EXERCISE OBJECTIVE: Could you copy out every one of the entries below word for word, with no changes?
________________________
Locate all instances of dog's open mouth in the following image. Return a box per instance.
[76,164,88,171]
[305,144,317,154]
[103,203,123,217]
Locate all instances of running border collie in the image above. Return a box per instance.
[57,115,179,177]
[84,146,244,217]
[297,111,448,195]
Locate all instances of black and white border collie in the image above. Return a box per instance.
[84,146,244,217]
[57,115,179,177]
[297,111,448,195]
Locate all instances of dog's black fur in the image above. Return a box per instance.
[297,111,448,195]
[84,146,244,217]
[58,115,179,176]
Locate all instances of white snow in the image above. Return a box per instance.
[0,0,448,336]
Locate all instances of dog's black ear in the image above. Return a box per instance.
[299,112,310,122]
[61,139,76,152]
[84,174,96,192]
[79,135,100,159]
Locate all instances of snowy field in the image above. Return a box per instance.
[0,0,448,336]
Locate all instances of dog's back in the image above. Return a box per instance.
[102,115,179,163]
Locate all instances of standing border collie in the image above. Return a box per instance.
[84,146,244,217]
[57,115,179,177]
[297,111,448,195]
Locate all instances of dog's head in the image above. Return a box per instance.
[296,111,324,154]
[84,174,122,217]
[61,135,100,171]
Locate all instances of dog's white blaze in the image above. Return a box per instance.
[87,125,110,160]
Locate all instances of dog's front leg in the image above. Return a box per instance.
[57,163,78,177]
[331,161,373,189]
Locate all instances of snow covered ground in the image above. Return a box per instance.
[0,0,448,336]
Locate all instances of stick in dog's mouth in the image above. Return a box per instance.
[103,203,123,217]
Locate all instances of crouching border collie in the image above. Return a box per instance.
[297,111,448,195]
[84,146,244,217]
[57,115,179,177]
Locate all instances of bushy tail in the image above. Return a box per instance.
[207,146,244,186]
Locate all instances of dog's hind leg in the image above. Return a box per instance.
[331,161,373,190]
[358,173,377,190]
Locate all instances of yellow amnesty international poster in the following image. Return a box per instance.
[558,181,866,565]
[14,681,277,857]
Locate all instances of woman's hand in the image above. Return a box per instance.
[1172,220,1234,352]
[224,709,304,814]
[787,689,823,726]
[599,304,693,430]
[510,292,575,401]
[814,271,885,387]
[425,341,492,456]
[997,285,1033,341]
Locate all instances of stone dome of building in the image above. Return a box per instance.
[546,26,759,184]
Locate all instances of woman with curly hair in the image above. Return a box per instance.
________________________
ANSWER FOR THIS EXERCISE:
Locate all instances of dog's open mouth in the following image. Return a box per instance.
[76,164,88,171]
[305,144,317,154]
[103,203,123,217]
Locate all instances of running border collie in the image above. Return a box per instance.
[57,115,179,177]
[84,146,244,217]
[297,111,448,195]
Locate all instances of black and white border collie in the image above. Return a box per instance.
[84,146,244,217]
[57,115,179,177]
[297,111,448,195]
Locate all instances of dog's black fur in the image above. Return a box per instance.
[297,111,448,195]
[84,146,244,217]
[58,115,179,176]
Locate all instances of white snow in the image above. Return a box per instance.
[0,0,448,336]
Locate all instances of dog's black ear in the image above. Return a box per instance.
[299,112,310,122]
[61,139,76,152]
[84,174,96,192]
[79,135,100,159]
Locate all instances of snowy field in the image above. Return a box per instance.
[0,0,448,336]
Locate all instances of dog's back in the image above. Return a box per instance.
[102,115,179,163]
Locate all instances of standing border collie in the image above. Return a box per instance.
[84,146,244,217]
[57,115,179,177]
[297,111,448,195]
Locate all instances of dog's head in the image above. Return a box per instance.
[296,111,324,154]
[84,174,122,217]
[61,135,100,171]
Locate all instances of dog's white blaze in the image above. Return a box per instance.
[87,125,110,160]
Locate all instances of dog's front leg in the image above. Return a box per instance.
[57,163,78,177]
[331,161,373,189]
Locate all instances of snow covered ground in the image above. Return a box per instance.
[0,0,448,336]
Locate all instances of stick in dog's mouth in the image above. Return a box per instance.
[103,203,123,217]
Locate all instances of crouching border collie in the image above. Return a box per instance.
[297,111,448,195]
[84,146,244,217]
[57,115,179,177]
Locate all instances of bushy tail in the image above. Return a box per instance.
[207,146,244,186]
Locate all instances of dog's hind leg in the image above. Return a box per instance.
[331,161,373,190]
[358,173,377,190]
Locate all instances of yellow amnesty international poster in the following image. Return a box per instance.
[558,181,866,565]
[14,681,277,857]
Locate all instances of woman's hand in the image above. Return a box per instance.
[1172,220,1234,352]
[224,709,304,814]
[787,689,823,726]
[599,304,693,430]
[510,292,575,401]
[814,271,885,387]
[425,341,492,456]
[997,285,1033,341]
Locate all instances of stone dome of building in the image above. Return a box per instance.
[546,26,759,184]
Locate all instances of woman with curly hair in the image above. Return a box per instance.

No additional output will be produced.